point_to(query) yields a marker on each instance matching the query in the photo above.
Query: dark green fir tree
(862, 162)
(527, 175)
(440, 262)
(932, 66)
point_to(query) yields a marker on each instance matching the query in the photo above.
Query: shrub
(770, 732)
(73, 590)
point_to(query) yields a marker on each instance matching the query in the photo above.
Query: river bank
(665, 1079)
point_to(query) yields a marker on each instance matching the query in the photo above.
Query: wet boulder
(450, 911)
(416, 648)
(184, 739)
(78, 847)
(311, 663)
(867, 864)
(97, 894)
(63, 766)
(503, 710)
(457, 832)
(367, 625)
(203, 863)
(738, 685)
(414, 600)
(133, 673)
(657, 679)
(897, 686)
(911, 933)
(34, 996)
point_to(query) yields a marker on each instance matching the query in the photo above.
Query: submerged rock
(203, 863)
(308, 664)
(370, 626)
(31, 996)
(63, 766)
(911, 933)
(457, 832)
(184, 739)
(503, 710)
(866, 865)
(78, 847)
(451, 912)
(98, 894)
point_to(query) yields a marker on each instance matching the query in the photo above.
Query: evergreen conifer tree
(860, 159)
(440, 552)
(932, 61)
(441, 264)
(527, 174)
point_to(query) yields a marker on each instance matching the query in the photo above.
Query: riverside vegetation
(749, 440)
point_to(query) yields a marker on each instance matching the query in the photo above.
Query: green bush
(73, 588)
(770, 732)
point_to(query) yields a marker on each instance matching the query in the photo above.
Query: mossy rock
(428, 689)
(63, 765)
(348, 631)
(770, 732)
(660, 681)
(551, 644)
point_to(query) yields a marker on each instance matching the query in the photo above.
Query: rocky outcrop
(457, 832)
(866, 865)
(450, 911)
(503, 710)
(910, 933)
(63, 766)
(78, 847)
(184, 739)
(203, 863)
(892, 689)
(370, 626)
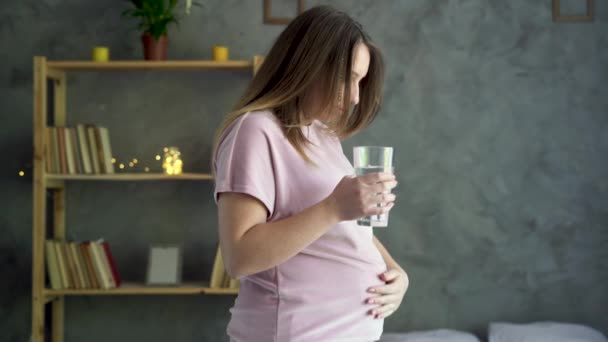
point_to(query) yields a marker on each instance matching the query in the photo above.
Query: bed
(506, 332)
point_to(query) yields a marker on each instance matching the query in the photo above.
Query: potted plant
(154, 18)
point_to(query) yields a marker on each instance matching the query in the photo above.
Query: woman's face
(359, 71)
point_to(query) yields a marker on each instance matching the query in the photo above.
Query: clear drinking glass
(370, 159)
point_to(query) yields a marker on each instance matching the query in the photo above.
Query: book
(217, 272)
(111, 262)
(52, 265)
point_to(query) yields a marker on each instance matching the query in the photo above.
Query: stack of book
(84, 149)
(219, 276)
(84, 265)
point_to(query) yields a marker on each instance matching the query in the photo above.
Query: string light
(172, 164)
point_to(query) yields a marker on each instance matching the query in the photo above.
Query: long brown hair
(317, 45)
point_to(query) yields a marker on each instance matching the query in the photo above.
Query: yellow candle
(101, 54)
(220, 53)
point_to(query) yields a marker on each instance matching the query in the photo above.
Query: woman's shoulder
(263, 120)
(253, 126)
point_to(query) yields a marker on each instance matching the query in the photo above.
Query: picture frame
(164, 265)
(587, 17)
(269, 19)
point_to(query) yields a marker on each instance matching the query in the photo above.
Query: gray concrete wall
(498, 116)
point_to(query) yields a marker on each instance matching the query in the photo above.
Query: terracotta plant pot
(154, 50)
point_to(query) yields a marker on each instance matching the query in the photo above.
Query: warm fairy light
(172, 164)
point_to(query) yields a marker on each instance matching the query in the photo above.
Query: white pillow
(440, 335)
(543, 332)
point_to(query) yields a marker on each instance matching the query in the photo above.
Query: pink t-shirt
(319, 294)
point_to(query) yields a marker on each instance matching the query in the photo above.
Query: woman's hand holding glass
(365, 195)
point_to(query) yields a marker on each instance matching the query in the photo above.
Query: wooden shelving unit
(44, 183)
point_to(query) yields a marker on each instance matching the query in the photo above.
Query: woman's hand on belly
(388, 297)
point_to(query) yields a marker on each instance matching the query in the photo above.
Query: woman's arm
(388, 259)
(250, 244)
(388, 297)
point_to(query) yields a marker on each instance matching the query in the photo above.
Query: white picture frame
(164, 265)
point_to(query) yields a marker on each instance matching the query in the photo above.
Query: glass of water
(370, 159)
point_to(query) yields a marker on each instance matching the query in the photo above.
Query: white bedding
(543, 332)
(440, 335)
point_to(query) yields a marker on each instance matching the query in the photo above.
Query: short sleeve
(243, 161)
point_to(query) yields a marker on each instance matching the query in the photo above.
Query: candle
(101, 54)
(220, 53)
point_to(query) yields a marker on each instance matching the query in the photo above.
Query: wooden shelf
(129, 177)
(149, 65)
(142, 289)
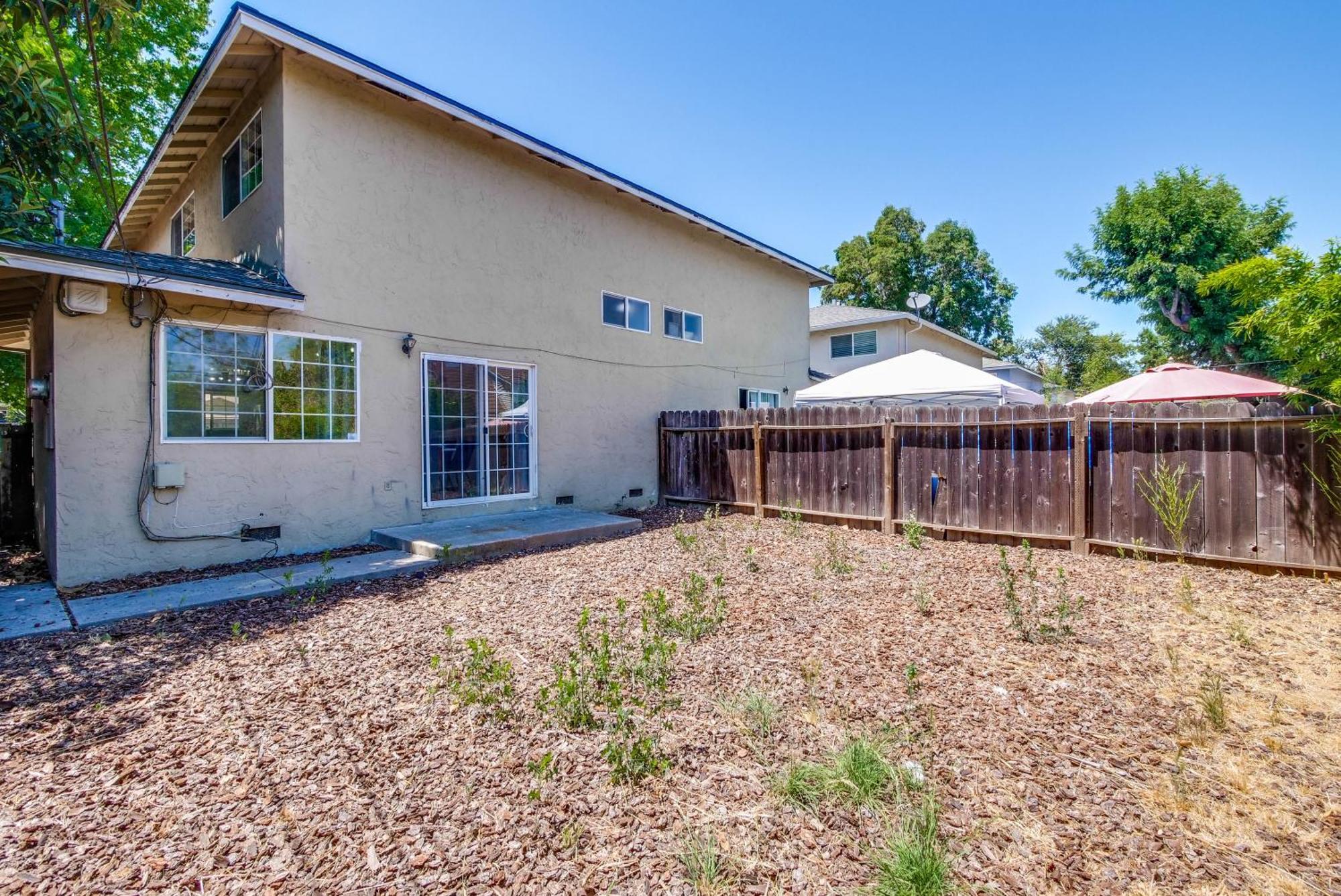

# # # # #

What this task involves | In your answer, give every line of the listing above exactly, and do not include the images.

Completed exercise |
point_to(query) yields a marker on each instance matching the query in the photo above.
Query: dark green fir tree
(862, 162)
(527, 175)
(440, 262)
(932, 66)
point_to(query) yields a marker on each instance matching the query in the photo above.
Query: shrub
(770, 732)
(73, 590)
point_to(query) yields a marker on each instance matching the query in the photo above.
Query: river bank
(665, 1079)
point_to(query) yields a marker on each instance matching the query in the photo above.
Query: wet boulder
(450, 911)
(416, 648)
(184, 739)
(78, 847)
(311, 663)
(867, 864)
(97, 894)
(63, 766)
(503, 710)
(457, 832)
(367, 625)
(203, 863)
(738, 685)
(414, 600)
(133, 673)
(657, 679)
(897, 686)
(911, 933)
(34, 996)
point_to(query) yields a marker on each instance matching the query in the photo above.
Query: submerged rock
(203, 863)
(308, 664)
(370, 626)
(31, 996)
(63, 766)
(911, 933)
(457, 832)
(184, 739)
(503, 710)
(866, 865)
(78, 847)
(451, 912)
(98, 894)
point_to(query) yields a marker on each instance matching the query in the photo above.
Query: evergreen conifer tree
(860, 159)
(440, 552)
(932, 61)
(441, 264)
(527, 174)
point_to(query) yields a marker on each instance matching the query in the photo above.
Query: riverside vegetation
(749, 440)
point_to(query) yields a marker on each instance matching the query in the photo above.
Query: green bush
(73, 588)
(770, 732)
point_to(query) yields a marker on each instance matching the query in the photo above.
Query: mossy rock
(428, 689)
(63, 765)
(348, 631)
(770, 732)
(660, 681)
(551, 644)
point_to(query) yields a marker on each instance matching the query in the photo above.
Query: rocky outcrop
(457, 832)
(866, 865)
(450, 911)
(503, 710)
(910, 933)
(63, 766)
(78, 847)
(184, 739)
(203, 863)
(892, 689)
(370, 626)
point_to(query) yields a marker on each instance matching the query in the photo above.
Query: bed
(506, 332)
point_to(query) yields a marker on each instance matching the query in the photo above.
Query: potted plant
(154, 18)
point_to(query) yields a marker on each instance matching the query in the photo above.
Query: woman's face
(359, 71)
point_to(query) yields a marker on each instance matching the query in the photo above.
Query: clear drinking glass
(370, 159)
point_to(query) yields a marker on each instance matching the query in the photo above.
Query: book
(217, 272)
(111, 262)
(52, 265)
point_to(query) yields a marker on each instance matching the query in the photo above.
Query: stack of book
(84, 149)
(219, 276)
(84, 265)
point_to(query) yields a marker on each instance matching the query in the photo above.
Query: string light
(172, 164)
point_to(query) yields a marker on each instance matching the query in the photo above.
Query: long brown hair
(317, 45)
point_to(query) yields a marker on each instance matching the query in the photo above.
Query: yellow candle
(101, 54)
(220, 53)
point_to(query) yields a marker on each instance matching the query in the photo above.
Query: woman's shoulder
(263, 120)
(253, 126)
point_to(query) yields a marker on each instance matching the query in the photo above.
Query: picture frame
(164, 265)
(587, 17)
(269, 19)
point_to(query) yields a marker on each instance matching the query in the photo above.
Query: gray concrete wall
(498, 116)
point_to(query) yields a marker on each instance matching the query in the photo above.
Query: terracotta plant pot
(154, 50)
point_to(query) yields a marker on each instance matching the query in the photo above.
Query: warm fairy light
(172, 164)
point_to(query) yields a marker on each instance matching the query in the photo above.
Query: white pillow
(440, 335)
(543, 332)
point_to(query) yields a marker on each instance matching the query in the photo above.
Query: pink t-shirt
(319, 294)
point_to(query) yields a marker on each instance matching the query in the photo above.
Query: woman's hand holding glass
(365, 195)
point_to(query) yields a marker on each instance matching the query in the photo above.
Query: wooden shelving unit
(44, 183)
point_to(query) yields a marker on each instance matching the query in the photo above.
Query: woman's hand on belly
(388, 297)
point_to(query) yields a marker on each instance matching the query in the photo above.
Query: woman's arm
(388, 259)
(250, 244)
(388, 297)
point_to(query) yields a marker on each instance matching the query in the photo above.
Query: white picture frame
(164, 265)
point_to(query) yields a marker on each instance matching the query in the photo above.
Query: glass of water
(370, 159)
point_to(query) yields a marker on each instance matching the query in the photo above.
Query: white bedding
(543, 332)
(440, 335)
point_to(query) yields a marker on each instance matching the query in the photo above.
Query: short sleeve
(243, 161)
point_to(query) yields a marker on each instance matching the query in the photo above.
Query: candle
(101, 54)
(220, 53)
point_to(query) yields a marker on each instance matching the query in the photo above.
Query: wooden shelf
(129, 177)
(149, 65)
(142, 289)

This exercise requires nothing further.